BEGIN Extracted text
I am 78 years old. Were I to keel over my keyboard this moment, no one would say, “Oh, and he was so young.” It is a curious feeling. Part of me is aware of this thing called, “age,” yet another part of me is ageless, remaining the same spiritual essence which has been observing the countless personas and roles I have played over the decades. One of the tasks of what is pejoratively called, “old age,” but is more appropriately, “elderhood,” is the rediscovery of one’s essential nature. That is no easy task in a culture which exerts every effort to deny or obscure that essential nature.
I used to be a runner, a strong, swift, long-distance runner. For almost four decades running was a given in my life. These years saw me thrive as I ran on mountain trails, along city streets, through parks, on canal banks, and occasionally on tracks. I would eagerly travel to road races just to get the Tee-shirt and the occasional medal in my age group. I ran the Avenue of the Giants marathon through the coastal redwoods in California and the Fiesta Bowl Marathon through the desert of Arizona. Most of the time I ran 10K races rather than marathons, however. I’ve run in the company (for brief moments before they disappeared into the distance) of Bill Rogers and Alberto Salazar. (If you know these names, welcome to my age group.) When I ran I felt fully embodied and alive.
In the past decade I have gradually fallen victim to the stories my culture tells about growing old. “Slow down,” I am told. “Take it easy and don’t injure yourself,” I am warned. “Find ‘age-appropriate’ activities,'” I am cautioned. The litanies continue, “Go to doctors at the first sign of whatever. Walk, don’t run, and walk shorter and shorter distances less and less often.” Nancy and I live in a retirement community and you can imagine some of the images of aging that surround us every day. I have a heart arrhythmia but it is not life-threatening and doesn’t preclude exercise. So what is going on here?
I used the phrase earlier, “I used to be a runner.” Somewhere within, I still am. Decades ago, I used to read the wonderful works of George Sheehan, a running philosopher whose words informed and inspired a generation of athletes and would-be athletes. I picked up one of his books recently and marveled at the way his words seemed to speak directly to my soul about the myths of aging. My spirit is telling me that I have been listening to the wrong advice.
So now the neighbors see me jogging through the early morning coolness – slow, but getting faster; resting often, but getting stronger. So much is outside of my control. Society is toxic and I can’t fix it. Culture impinges on my spirit at every turn and I can’t change it. My body is mortal and I can’t avoid that. I can, however, refuse to believe and act upon culture and its myths. I want to continue emulating my elder teacher, Lao-Tzu, by stepping away from all that is not authentic. There is more to me than an age. I am still alive and my body is asking me to pay attention. “I want to run again,” it is telling me. I’m listening to it. Screw the voices of cultural caution. I am alive.
END Extracted text
[List of tasks]
- a) Please quote the stretch of the essay on aging from "So now the neighbors" through "I am alive.".
- b) Name every person mentioned by name in the essay on aging.
The listing after this point has no connection to the essay on aging.
BEGIN Records provided
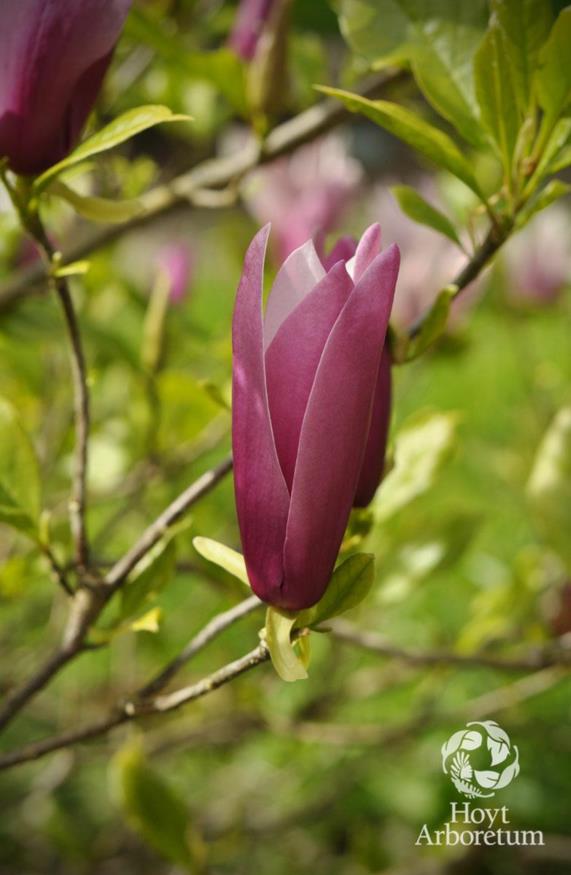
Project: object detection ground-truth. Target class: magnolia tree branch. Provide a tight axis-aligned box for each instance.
[0,458,232,730]
[0,642,269,770]
[0,71,407,312]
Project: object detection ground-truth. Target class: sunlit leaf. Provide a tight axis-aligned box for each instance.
[297,553,375,627]
[535,6,571,124]
[131,608,162,633]
[50,180,143,224]
[372,413,457,522]
[474,19,520,178]
[491,0,553,117]
[391,185,462,248]
[0,399,40,537]
[192,537,250,586]
[318,86,482,197]
[121,538,176,620]
[340,0,487,145]
[34,105,191,191]
[265,608,307,681]
[111,742,196,872]
[395,285,458,362]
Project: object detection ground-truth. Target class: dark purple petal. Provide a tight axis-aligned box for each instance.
[278,246,399,610]
[232,225,289,604]
[0,0,131,174]
[353,344,392,507]
[264,240,325,349]
[228,0,275,61]
[266,263,353,490]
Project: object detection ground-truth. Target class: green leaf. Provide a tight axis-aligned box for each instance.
[111,743,196,872]
[391,185,463,249]
[127,6,248,117]
[296,553,375,628]
[474,17,520,179]
[533,118,571,182]
[131,608,162,634]
[491,0,553,118]
[120,538,176,621]
[535,6,571,125]
[265,608,307,682]
[527,407,571,570]
[371,413,457,523]
[341,0,487,145]
[192,538,250,586]
[318,86,483,199]
[0,399,40,537]
[395,285,458,363]
[50,180,143,225]
[517,179,571,228]
[34,105,191,192]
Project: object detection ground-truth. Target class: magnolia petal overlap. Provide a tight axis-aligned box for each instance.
[233,225,399,611]
[0,0,131,174]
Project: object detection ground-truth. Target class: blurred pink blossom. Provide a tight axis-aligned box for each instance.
[370,178,472,328]
[228,0,275,61]
[244,136,362,263]
[155,243,194,304]
[504,204,571,304]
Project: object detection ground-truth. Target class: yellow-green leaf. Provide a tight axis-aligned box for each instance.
[192,537,250,586]
[295,553,375,628]
[50,180,143,225]
[391,185,463,249]
[34,105,191,192]
[395,285,458,363]
[0,399,40,537]
[474,17,520,178]
[318,85,484,200]
[131,608,162,633]
[371,413,457,523]
[535,6,571,124]
[110,742,197,872]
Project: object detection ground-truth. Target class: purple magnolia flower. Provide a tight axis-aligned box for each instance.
[228,0,276,61]
[232,225,399,611]
[504,204,571,306]
[0,0,131,174]
[156,243,194,304]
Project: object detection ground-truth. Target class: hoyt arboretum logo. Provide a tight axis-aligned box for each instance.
[415,720,545,846]
[442,720,519,799]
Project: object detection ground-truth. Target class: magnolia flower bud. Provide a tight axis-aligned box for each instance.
[232,225,399,611]
[0,0,131,174]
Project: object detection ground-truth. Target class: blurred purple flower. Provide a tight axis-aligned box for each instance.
[370,179,466,329]
[504,204,571,304]
[0,0,131,174]
[156,243,194,304]
[232,225,399,611]
[228,0,276,61]
[244,136,362,263]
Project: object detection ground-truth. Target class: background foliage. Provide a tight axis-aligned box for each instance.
[0,0,571,875]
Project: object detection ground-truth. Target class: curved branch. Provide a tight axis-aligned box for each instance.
[0,71,407,312]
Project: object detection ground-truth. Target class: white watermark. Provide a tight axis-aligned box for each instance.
[415,720,545,847]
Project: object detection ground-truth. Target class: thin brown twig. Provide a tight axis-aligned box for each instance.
[0,458,232,729]
[137,595,262,699]
[0,71,407,311]
[0,642,269,770]
[24,213,90,572]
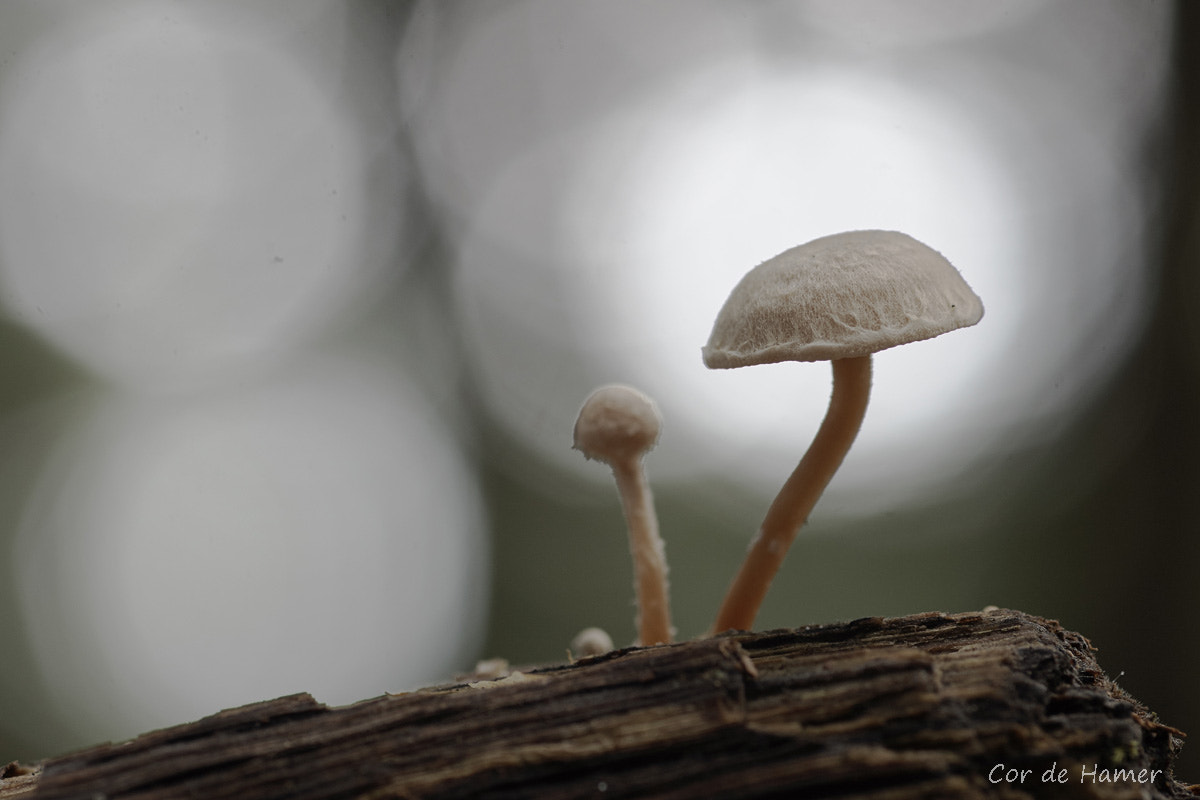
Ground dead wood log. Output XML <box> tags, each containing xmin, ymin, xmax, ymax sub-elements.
<box><xmin>0</xmin><ymin>609</ymin><xmax>1195</xmax><ymax>800</ymax></box>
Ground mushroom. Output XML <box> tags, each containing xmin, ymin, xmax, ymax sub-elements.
<box><xmin>703</xmin><ymin>230</ymin><xmax>983</xmax><ymax>632</ymax></box>
<box><xmin>575</xmin><ymin>384</ymin><xmax>671</xmax><ymax>645</ymax></box>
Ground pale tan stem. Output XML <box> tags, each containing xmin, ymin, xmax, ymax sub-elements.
<box><xmin>612</xmin><ymin>458</ymin><xmax>671</xmax><ymax>645</ymax></box>
<box><xmin>713</xmin><ymin>355</ymin><xmax>871</xmax><ymax>633</ymax></box>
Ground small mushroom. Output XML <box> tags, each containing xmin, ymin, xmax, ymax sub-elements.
<box><xmin>575</xmin><ymin>384</ymin><xmax>671</xmax><ymax>645</ymax></box>
<box><xmin>703</xmin><ymin>230</ymin><xmax>983</xmax><ymax>632</ymax></box>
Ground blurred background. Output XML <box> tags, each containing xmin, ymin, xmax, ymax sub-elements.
<box><xmin>0</xmin><ymin>0</ymin><xmax>1200</xmax><ymax>781</ymax></box>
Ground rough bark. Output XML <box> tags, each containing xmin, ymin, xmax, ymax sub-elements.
<box><xmin>0</xmin><ymin>609</ymin><xmax>1194</xmax><ymax>800</ymax></box>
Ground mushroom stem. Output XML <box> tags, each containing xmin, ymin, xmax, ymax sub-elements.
<box><xmin>612</xmin><ymin>458</ymin><xmax>671</xmax><ymax>645</ymax></box>
<box><xmin>714</xmin><ymin>355</ymin><xmax>871</xmax><ymax>633</ymax></box>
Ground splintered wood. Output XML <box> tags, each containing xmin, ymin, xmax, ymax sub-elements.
<box><xmin>0</xmin><ymin>610</ymin><xmax>1193</xmax><ymax>800</ymax></box>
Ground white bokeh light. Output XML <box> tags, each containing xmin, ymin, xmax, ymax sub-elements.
<box><xmin>0</xmin><ymin>2</ymin><xmax>388</xmax><ymax>389</ymax></box>
<box><xmin>17</xmin><ymin>357</ymin><xmax>488</xmax><ymax>736</ymax></box>
<box><xmin>406</xmin><ymin>0</ymin><xmax>1144</xmax><ymax>513</ymax></box>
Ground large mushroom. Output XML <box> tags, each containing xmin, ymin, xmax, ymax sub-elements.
<box><xmin>703</xmin><ymin>230</ymin><xmax>983</xmax><ymax>632</ymax></box>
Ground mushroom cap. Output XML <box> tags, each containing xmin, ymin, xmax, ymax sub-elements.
<box><xmin>575</xmin><ymin>384</ymin><xmax>662</xmax><ymax>464</ymax></box>
<box><xmin>703</xmin><ymin>230</ymin><xmax>983</xmax><ymax>369</ymax></box>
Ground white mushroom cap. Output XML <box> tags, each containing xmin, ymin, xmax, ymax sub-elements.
<box><xmin>575</xmin><ymin>384</ymin><xmax>662</xmax><ymax>465</ymax></box>
<box><xmin>703</xmin><ymin>230</ymin><xmax>983</xmax><ymax>369</ymax></box>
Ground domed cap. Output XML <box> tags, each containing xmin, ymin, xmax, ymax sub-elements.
<box><xmin>703</xmin><ymin>230</ymin><xmax>983</xmax><ymax>369</ymax></box>
<box><xmin>575</xmin><ymin>384</ymin><xmax>662</xmax><ymax>464</ymax></box>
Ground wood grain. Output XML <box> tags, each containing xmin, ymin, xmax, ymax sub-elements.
<box><xmin>0</xmin><ymin>610</ymin><xmax>1195</xmax><ymax>800</ymax></box>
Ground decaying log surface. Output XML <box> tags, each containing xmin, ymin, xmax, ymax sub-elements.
<box><xmin>0</xmin><ymin>610</ymin><xmax>1194</xmax><ymax>800</ymax></box>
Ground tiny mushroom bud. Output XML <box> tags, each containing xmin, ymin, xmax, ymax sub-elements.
<box><xmin>703</xmin><ymin>230</ymin><xmax>983</xmax><ymax>632</ymax></box>
<box><xmin>568</xmin><ymin>627</ymin><xmax>612</xmax><ymax>658</ymax></box>
<box><xmin>575</xmin><ymin>384</ymin><xmax>671</xmax><ymax>645</ymax></box>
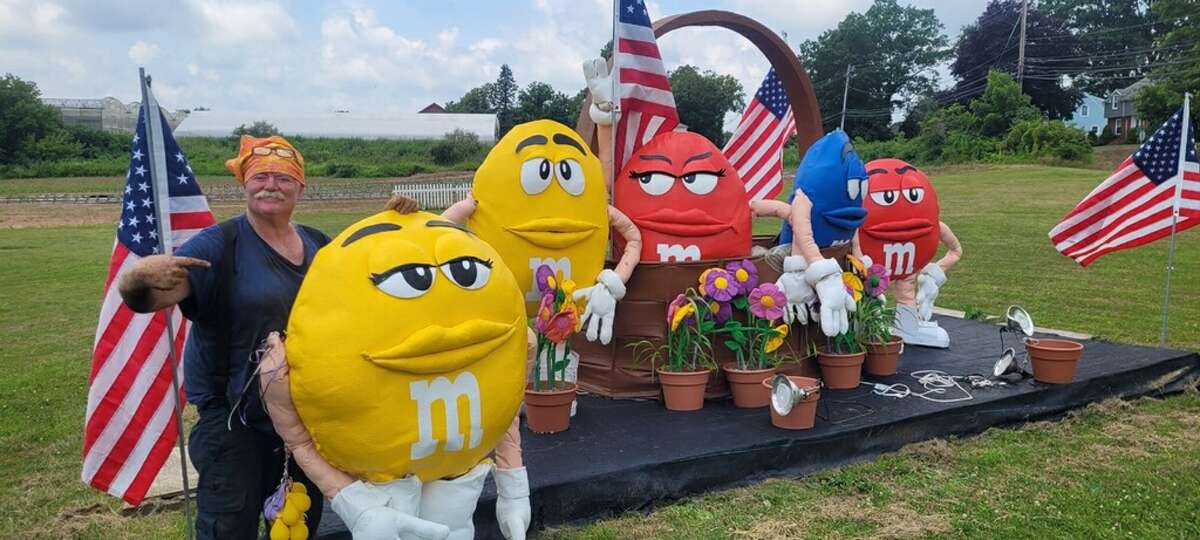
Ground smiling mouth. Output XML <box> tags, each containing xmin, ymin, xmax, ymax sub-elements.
<box><xmin>634</xmin><ymin>208</ymin><xmax>733</xmax><ymax>236</ymax></box>
<box><xmin>504</xmin><ymin>217</ymin><xmax>599</xmax><ymax>250</ymax></box>
<box><xmin>362</xmin><ymin>318</ymin><xmax>521</xmax><ymax>374</ymax></box>
<box><xmin>821</xmin><ymin>206</ymin><xmax>866</xmax><ymax>230</ymax></box>
<box><xmin>865</xmin><ymin>217</ymin><xmax>934</xmax><ymax>241</ymax></box>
END Records provided
[Answer list]
- a)
So now the neighbors see me jogging through the early morning coolness – slow, but getting faster; resting often, but getting stronger. So much is outside of my control. Society is toxic and I can’t fix it. Culture impinges on my spirit at every turn and I can’t change it. My body is mortal and I can’t avoid that. I can, however, refuse to believe and act upon culture and its myths. I want to continue emulating my elder teacher, Lao-Tzu, by stepping away from all that is not authentic. There is more to me than an age. I am still alive and my body is asking me to pay attention. “I want to run again,” it is telling me. I’m listening to it. Screw the voices of cultural caution. I am alive.

- b)
- Bill Rogers
- Alberto Salazar
- Nancy
- George Sheehan
- Lao-Tzu